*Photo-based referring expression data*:
▶

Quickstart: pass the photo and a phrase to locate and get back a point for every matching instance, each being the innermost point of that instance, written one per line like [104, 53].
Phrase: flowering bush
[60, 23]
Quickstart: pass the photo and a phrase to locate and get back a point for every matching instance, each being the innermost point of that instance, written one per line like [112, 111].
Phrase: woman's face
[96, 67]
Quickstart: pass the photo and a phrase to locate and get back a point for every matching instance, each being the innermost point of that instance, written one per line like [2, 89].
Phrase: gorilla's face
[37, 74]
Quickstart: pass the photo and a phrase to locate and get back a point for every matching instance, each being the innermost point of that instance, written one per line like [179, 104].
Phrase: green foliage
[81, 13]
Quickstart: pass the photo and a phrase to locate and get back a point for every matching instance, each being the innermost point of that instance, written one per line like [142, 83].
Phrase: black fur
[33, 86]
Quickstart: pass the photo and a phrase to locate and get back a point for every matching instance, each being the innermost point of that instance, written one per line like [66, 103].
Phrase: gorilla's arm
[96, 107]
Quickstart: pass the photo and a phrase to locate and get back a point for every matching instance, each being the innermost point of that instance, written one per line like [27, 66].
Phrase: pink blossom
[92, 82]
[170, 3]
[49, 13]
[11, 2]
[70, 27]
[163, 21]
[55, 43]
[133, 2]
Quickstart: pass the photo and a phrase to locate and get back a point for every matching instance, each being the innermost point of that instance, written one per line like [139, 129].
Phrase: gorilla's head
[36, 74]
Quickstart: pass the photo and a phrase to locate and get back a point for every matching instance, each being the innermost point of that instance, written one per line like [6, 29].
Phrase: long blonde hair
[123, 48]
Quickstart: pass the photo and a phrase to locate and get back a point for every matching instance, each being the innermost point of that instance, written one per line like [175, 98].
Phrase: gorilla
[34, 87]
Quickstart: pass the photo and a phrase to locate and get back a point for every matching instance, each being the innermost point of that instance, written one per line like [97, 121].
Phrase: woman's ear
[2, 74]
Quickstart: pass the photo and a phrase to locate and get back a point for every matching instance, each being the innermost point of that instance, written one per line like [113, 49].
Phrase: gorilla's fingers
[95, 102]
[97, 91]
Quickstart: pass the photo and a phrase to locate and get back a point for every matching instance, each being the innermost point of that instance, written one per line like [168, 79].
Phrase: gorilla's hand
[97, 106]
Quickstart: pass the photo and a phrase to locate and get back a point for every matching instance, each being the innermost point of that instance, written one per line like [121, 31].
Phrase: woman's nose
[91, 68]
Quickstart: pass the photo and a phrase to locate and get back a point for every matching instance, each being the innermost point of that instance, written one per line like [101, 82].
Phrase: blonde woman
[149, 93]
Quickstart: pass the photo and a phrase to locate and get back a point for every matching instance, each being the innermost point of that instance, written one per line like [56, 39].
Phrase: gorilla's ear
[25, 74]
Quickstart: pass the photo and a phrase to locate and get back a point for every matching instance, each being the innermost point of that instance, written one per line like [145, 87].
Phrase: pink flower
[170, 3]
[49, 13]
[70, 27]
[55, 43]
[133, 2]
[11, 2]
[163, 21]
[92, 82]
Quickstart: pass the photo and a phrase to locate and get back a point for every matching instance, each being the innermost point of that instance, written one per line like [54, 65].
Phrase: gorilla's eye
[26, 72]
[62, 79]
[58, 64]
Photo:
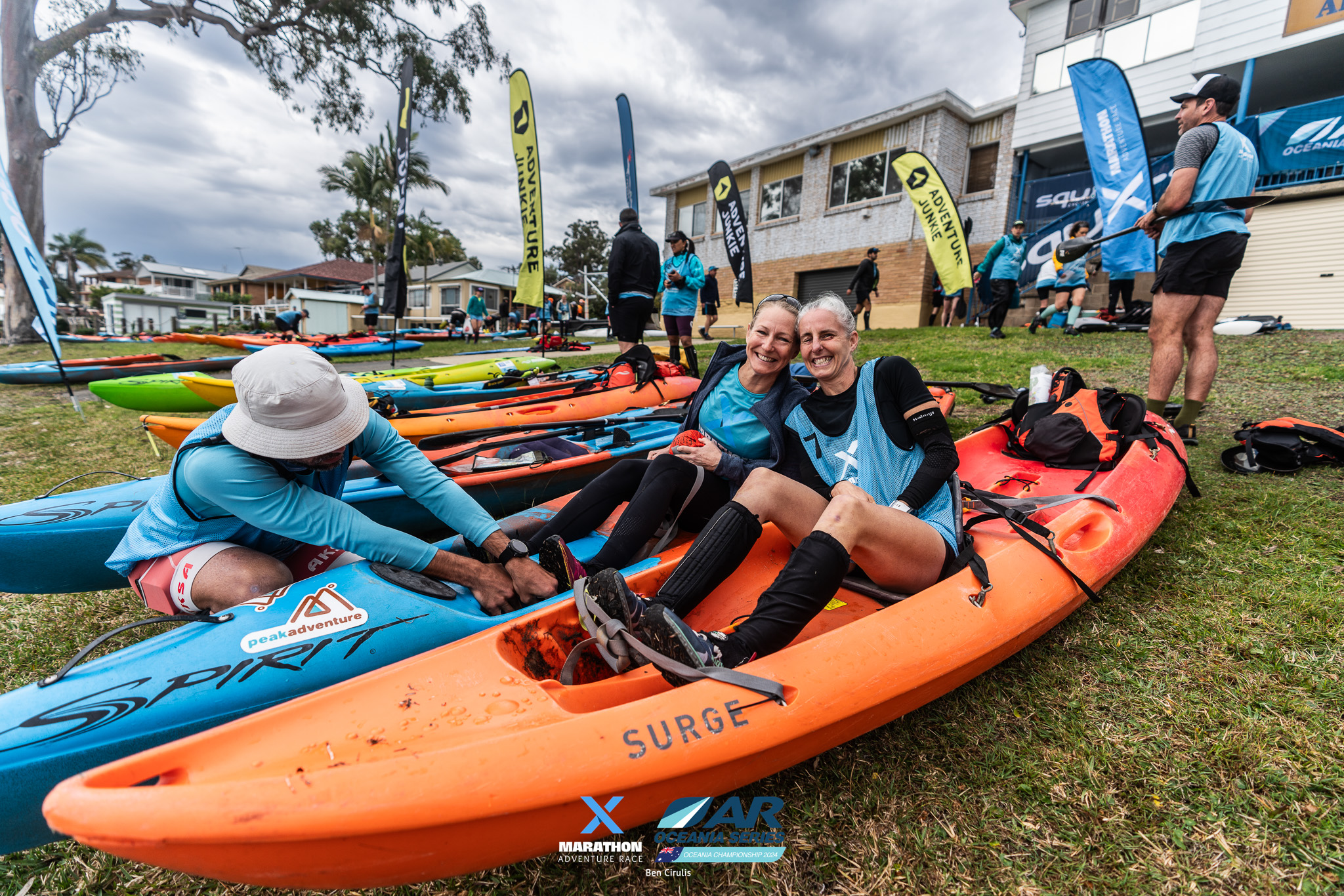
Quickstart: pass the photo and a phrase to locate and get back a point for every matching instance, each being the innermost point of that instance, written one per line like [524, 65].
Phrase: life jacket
[1284, 445]
[1082, 429]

◀

In your copy of the entries above, leave out the pictures and keep every word exact.

*TASK SOLUTION*:
Quickstart: pass the photo and a phrase to locate and get back a point for every matching instance, each being the innermost point of that instance, written one per line like [104, 53].
Phrase: flowering bush
[60, 23]
Quickstart: pass the photo and a phrase to locate and get back a point for every matching instance, each being the innermost point of that instance, written one per line like [112, 111].
Phrase: woman's face
[96, 67]
Quickstart: pass the photo and a phrase to locate and get back a point for every matching instance, each being the innermost point of that instance, written one per line like [2, 89].
Phrase: gorilla's face
[37, 74]
Quickstart: pass the photo and a phrase to locate and get back a point for every matching instance, each being the innermost point of that instance, written one per line like [179, 104].
Phrase: green foliage
[81, 13]
Quickstart: pass the photo and a phrase to locate and get back a point for every matching instance, each being the innermost point of that instance, written one per line like [142, 83].
Phrase: black fur
[33, 86]
Quickstart: pass the photo and a phrase to locate and get back a point for every matching instance, each being the innermost point of that instance, written one per line like [66, 103].
Phrase: gorilla's arm
[96, 107]
Quickstart: pass the photo and a phrase to locate and get back a point for every matching instance, each being the innermost point of that instance, written one per line like [27, 66].
Phrase: pink blossom
[92, 82]
[170, 3]
[49, 13]
[11, 2]
[70, 27]
[163, 21]
[55, 43]
[133, 2]
Quickstart: pass the photo and a phrase to locate and get back a point for every matching instance, each being the innermost point of that instance, written one per line like [139, 129].
Phrase: gorilla's head
[36, 74]
Quickstart: pass the photo and a phrase to locate and get back a point for every matching instance, each being the innermost point of that instance, written one per line like [6, 29].
Phrase: long blonde hair
[123, 48]
Quickstart: pass the photo and a phrase to locate and get back a point for every matching instance, each being the innermost point of that instance, written one per line like [175, 98].
Phrase: gorilla
[34, 87]
Quickstart: pass the photo and a phrase to locate and get back a point for every matching instance, each being the innermost point of that instance, written one per line like [97, 121].
Phrase: woman's ear
[2, 74]
Quickstart: pass the photo and a phrase to locate and get back a point for every matching instance, each being the innermost point of that instance, written one per line like [113, 49].
Phrase: gorilla's fingers
[95, 102]
[97, 91]
Quickstart: pass the photo and a phrase to locate and get back a point for every matching instance, each being the innermost point of that instance, written one per line like [168, 79].
Phrase: gorilla's hand
[97, 106]
Quickstart: pass the photo and a phrase to locate and get back a point for every matching instance, each being the innermost point of that instance, written one per line like [121, 31].
Phrase: woman's nose
[91, 68]
Quickstart: pass the photo and a phrase to locate and get back a point for every matching instance, each being the innermost point of that instance, written one per line like [101, 82].
Phrase: blonde woman
[149, 93]
Quickstart: pass the photo and a phrase to locate and get back a point for every matching instance, each being the innermost point of that instance, written one per line like [56, 39].
Phrase: gorilla's ear
[25, 74]
Quickstart: pass the photo and a phrase to locate and get back a point for every matching instance, each being the innermost point of that instance, written one per line like [145, 87].
Phrase: pink flower
[170, 3]
[49, 13]
[70, 27]
[55, 43]
[133, 2]
[11, 2]
[163, 21]
[92, 82]
Quickstart: pass the photo and a phrase to locate and get back a point for every matching instance, each being the innermost point of that instance, written one per line like [54, 65].
Phrase: gorilla's eye
[26, 72]
[62, 79]
[58, 64]
Photo:
Quickstart: pass the photo and a phrase to locate and get back a point for every matching instance, each being the innermost point of that instance, written one per line like [524, 65].
Phrase: life jacket
[1284, 445]
[1082, 429]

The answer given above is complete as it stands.